• _ESTRATTO DELLA PAGINA_:
◇ ◇ ◇ ◇

È la dimostrazione che, nonostante l’“impegno” assunto dalla Whirlpool a ottobre 2018 (il “Piano Italia”) a reinvestire in tutti gli stabilimenti italiani, con i padroni nessun accordo è possibile. E insufficiente, per gli operai, è la risposta dei sindacati che indicono 16 ore di sciopero generale in tutti gli stabilimenti del gruppo (le prime 8 l’altro ieri, su base territoriale e le altre per una manifestazione nazionale ancora da indire) dopo mesi e mesi di mobilitazioni, scioperi, cortei, blocchi stradali, assemblee e anni di lavoro a contratto di solidarietà. Le promesse del governo sulla nazionalizzazione sfumano, i 20 milioni per il sito napoletano paventati come anticipo di campagna elettorale dal Presidente di Regione Campania De Luca (PD) si rivelano un bluff, le dichiarazioni del Sindaco di Napoli De Magistris (DemA) sulla costituzione di un centro di produzione collettiva tutto italiano restano chiacchiere, allo stato. Così come il ricorso a giudici civili o amministrativi, alla Corte costituzionale o fosse anche quella europea, tutti pronti a “garantire” lo stato di diritto, mai però ad affrontare il fatto. Per “cambiare la legge che consente alle imprese di prendere soldi dallo Stato e poi fare quello che vogliono” non si può aspettare che chi ci governa si convinca a farlo, bisogna imporglielo con la lotta, cambiando i rapporti di forza tra operai e padroni. Agli operai sta, dunque, rovesciare il tavolo in proprio favore. Non sono i padroni ad essere forti, è la classe operaia, organizzando intorno a sé il resto delle masse popolari, che deve far valere la sua forza! Dipende dalla classe operaia e dal resto delle masse popolari organizzate quello che ora, a fronte della rottura di concertazioni e trattative sindacali tirate troppo e troppo a lungo, sarà il prosieguo della lotta contro la chiusura della fabbrica, lo smantellamento del sito, la delocalizzazione dove i padroni possono fare maggiori e migliori profitti.
Ecco perché, allora, il 29 gennaio non è stata “giornata decisiva” per la lotta in Whirlpool, ma “giro di boa” di una lotta che continua e deve prendere ora ancora maggiore slancio. Ecco perché oggi opporsi alle politiche padronali è ed è stato solo il primo passo.
– Bisogna che gli operai prendano ora in mano direttamente la gestione dell’azienda, facciano funzionare i coordinamenti delle RSU di stabilimento e quelli nazionali come nuove autorità operaie che dirigono la produzione, stendano piani alternativi a quelli dei padroni facendo appello a tecnici, ingegneri, studenti che solidarizzano già ora con la lotta e li impongano – più che chiederli – al governo, applicandoli e facendoli valere indipendentemente dal consenso di enti e istituzioni, affinché l’azienda produca non più profitti per i padroni, ma beni e servizi per la collettività! Piani che salvaguardino il lavoro. Piani in base ai quali si produca il necessario, si distribuisca tutto!

◇ ◇ ◇ ◇

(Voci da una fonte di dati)

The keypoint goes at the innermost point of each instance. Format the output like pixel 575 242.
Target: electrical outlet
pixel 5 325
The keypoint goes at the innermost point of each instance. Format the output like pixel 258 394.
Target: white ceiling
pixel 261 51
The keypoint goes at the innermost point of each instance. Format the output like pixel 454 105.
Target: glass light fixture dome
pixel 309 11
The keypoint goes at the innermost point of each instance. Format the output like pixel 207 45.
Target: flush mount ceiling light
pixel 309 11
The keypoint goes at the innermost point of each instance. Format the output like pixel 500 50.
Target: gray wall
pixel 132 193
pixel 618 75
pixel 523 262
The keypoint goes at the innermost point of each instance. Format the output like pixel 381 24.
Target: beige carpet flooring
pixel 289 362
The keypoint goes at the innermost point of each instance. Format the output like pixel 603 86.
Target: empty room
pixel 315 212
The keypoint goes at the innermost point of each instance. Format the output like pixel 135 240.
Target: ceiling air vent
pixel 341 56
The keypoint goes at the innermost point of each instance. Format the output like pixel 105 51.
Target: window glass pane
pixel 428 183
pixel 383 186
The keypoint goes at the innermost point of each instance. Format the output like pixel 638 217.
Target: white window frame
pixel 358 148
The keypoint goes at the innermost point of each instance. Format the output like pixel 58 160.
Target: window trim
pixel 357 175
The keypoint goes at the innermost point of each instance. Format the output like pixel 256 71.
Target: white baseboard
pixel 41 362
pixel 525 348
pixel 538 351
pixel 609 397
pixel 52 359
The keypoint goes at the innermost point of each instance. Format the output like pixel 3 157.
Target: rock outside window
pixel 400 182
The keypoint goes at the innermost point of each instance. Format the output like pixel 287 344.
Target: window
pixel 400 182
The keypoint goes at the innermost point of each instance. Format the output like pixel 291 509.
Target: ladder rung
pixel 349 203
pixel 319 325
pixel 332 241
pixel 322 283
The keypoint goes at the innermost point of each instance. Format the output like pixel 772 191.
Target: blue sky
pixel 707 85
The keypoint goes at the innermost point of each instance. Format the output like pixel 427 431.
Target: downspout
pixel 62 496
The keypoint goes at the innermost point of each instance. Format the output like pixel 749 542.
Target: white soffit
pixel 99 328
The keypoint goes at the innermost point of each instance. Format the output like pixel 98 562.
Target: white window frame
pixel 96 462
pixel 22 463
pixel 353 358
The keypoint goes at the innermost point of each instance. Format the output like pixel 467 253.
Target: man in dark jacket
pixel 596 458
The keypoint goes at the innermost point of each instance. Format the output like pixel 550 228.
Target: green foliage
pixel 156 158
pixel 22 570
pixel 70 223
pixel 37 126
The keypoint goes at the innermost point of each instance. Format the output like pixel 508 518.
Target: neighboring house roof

◇ ◇ ◇ ◇

• _COMPITI RICHIESTI_:
(1) Puoi aggiornare l'estratto sulla Whirlpool riportando tutto da "Ecco perché, allora, il" fino a "il primo passo.", con "punto di svolta" al posto di "giro di boa"?
(2) Puoi formattare come elenco numerato le righe dei dati elencati, dalla prima fino a quella che contiene "pixel 358 148" inclusa, saltando le righe vuote?

• _SOLUZIONI_:
(1)
Ecco perché, allora, il 29 gennaio non è stata “giornata decisiva” per la lotta in Whirlpool, ma “punto di svolta” di una lotta che continua e deve prendere ora ancora maggiore slancio. Ecco perché oggi opporsi alle politiche padronali è ed è stato solo il primo passo.

(2)
1. The keypoint goes at the innermost point of each instance. Format the output like pixel 575 242.
2. Target: electrical outlet
3. pixel 5 325
4. The keypoint goes at the innermost point of each instance. Format the output like pixel 258 394.
5. Target: white ceiling
6. pixel 261 51
7. The keypoint goes at the innermost point of each instance. Format the output like pixel 454 105.
8. Target: glass light fixture dome
9. pixel 309 11
10. The keypoint goes at the innermost point of each instance. Format the output like pixel 207 45.
11. Target: flush mount ceiling light
12. pixel 309 11
13. The keypoint goes at the innermost point of each instance. Format the output like pixel 500 50.
14. Target: gray wall
15. pixel 132 193
16. pixel 618 75
17. pixel 523 262
18. The keypoint goes at the innermost point of each instance. Format the output like pixel 381 24.
19. Target: beige carpet flooring
20. pixel 289 362
21. The keypoint goes at the innermost point of each instance. Format the output like pixel 603 86.
22. Target: empty room
23. pixel 315 212
24. The keypoint goes at the innermost point of each instance. Format the output like pixel 135 240.
25. Target: ceiling air vent
26. pixel 341 56
27. The keypoint goes at the innermost point of each instance. Format the output like pixel 105 51.
28. Target: window glass pane
29. pixel 428 183
30. pixel 383 186
31. The keypoint goes at the innermost point of each instance. Format the output like pixel 638 217.
32. Target: white window frame
33. pixel 358 148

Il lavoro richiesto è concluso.